> [Aim of the exercise]: According to the article on health and social care reform in Wales below, how much more did Welsh A&E departments get visited in 2019 than in the previous year?

> [Text shown]:
+-------+
Rhetoric or Reform? Changing Health and Social Care in Wales

Alan Willson 1,*, Andrew Davies 2
PMCID: PMC9056148  PMID: 32610719

Abstract

Throughout the United Kingdom, the National Health Service (NHS) struggles to meet demand and achieve performance targets. Services need to work with individuals and communities to reduce avoidable disease and dependence. All four UK nations have separately realised the need for change but 20 years’ experience suggests that vision and rhetoric are not enough. Success requires reformed systems and changed leadership behaviour to enable frontline staff to break the status quo. Top down, target driven behaviour must be replaced with a real focus on improvement, championing those who have the knowledge to deliver it.

Keywords: Healthcare, Policy, Reforms, Improvement, Wales

Need for Change: A UK-Wide Problem

It is often forgotten that since 1999, in a post-devolution United Kingdom, there is no longer a single monolithic National Health Service (NHS) but four divergent models of health and social care. How much can the individual countries learn from each other’s experience?

“Change or collapse,” the Nuffield Trust’s review in July 2019 of proposed healthcare reforms in Northern Ireland, concludes that a centralised approach coupled with a political vacuum created by suspension of the Northern Ireland Assembly, has led to stagnation and lack of real change. 1 The report points to learning for other UK nations especially as England moves to greater centralisation. In the case of NHS Wales, it too struggles with pressures to perform and simultaneously reform but, with one party (Labour) continuously in power for 20 years, slow progress cannot be attributed to political vacuum. Reviewing healthcare in Wales, the Organisation for Economic Co-operation and Development (OECD) advocated for a ‘stronger central guiding hand to play a prescriptive role.’ 2 However, given Nuffield’s comments about a highly centralised system in Northern Ireland, it is important that message is interpreted carefully. Like Northern Ireland, Wales has very centralised governance arrangements for the NHS. The Chief Executive of NHS Wales is also Welsh Government’s Director General of the Health and Social Service Department. In England these two roles are separate, and in Scotland, while the roles are combined, there is a distinction between government and service. In both cases, this helps ensure clearer accountability. As the Northern Ireland experience demonstrates, a highly directive centralised system will continue to deliver the status quo. A Welsh Parliamentary Review 3 appeared to implicitly support this view in its call for urgent change with new, locally devised, integrated service models.

Welsh Health Minister Vaughan Gething rightly acknowledged the achievement of NHS staff last winter when the February 2019 performance data were published. 4 Their success in coping with record numbers of hospital attendances was a huge tribute to front-line services. As in Northern Ireland, the challenge is how to continue to deliver services while building different models for future care. However, service pressures continue at record levels. There were 3% more visits to Welsh A&E departments in 2019 than the previous year and £50 million additional investment was allocated to meet waiting times targets (0.6% uplift of total Health and Social Care spend). 5

In 2016 Welsh Government commissioned the Parliamentary Review of Health and Social Care. 3 The headline conclusion was ‘the current pattern of health and social care provision is not fit for the future.’ The review presented a ‘case for change’ demanding ‘a new approach to maintain and improve the quality of health.’

Deja Vu All Over Again?
+-------+
> [Extracted records]:
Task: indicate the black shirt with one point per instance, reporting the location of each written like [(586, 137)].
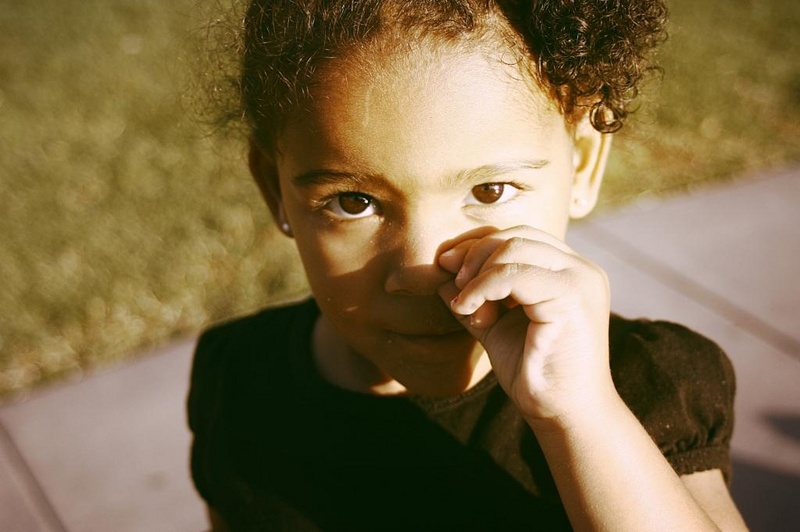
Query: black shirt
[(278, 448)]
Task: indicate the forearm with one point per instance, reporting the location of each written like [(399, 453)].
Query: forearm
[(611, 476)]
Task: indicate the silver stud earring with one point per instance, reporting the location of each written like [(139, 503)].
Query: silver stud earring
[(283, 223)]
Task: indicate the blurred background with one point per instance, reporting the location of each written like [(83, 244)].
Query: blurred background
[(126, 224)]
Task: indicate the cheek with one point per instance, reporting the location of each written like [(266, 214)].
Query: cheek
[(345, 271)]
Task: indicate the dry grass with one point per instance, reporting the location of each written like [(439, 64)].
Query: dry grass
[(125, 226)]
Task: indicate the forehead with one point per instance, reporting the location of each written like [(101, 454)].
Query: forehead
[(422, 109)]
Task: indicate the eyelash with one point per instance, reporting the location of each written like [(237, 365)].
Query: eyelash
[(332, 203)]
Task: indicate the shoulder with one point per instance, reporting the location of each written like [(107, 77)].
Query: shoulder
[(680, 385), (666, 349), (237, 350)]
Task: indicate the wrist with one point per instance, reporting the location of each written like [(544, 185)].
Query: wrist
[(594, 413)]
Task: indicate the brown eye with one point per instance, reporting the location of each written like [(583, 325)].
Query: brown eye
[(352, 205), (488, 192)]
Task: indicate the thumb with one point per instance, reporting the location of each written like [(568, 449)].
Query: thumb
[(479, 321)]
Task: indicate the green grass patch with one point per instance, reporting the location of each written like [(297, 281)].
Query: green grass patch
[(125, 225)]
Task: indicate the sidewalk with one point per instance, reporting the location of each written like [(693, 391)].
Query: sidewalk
+-------+
> [Output for this task]: 3% more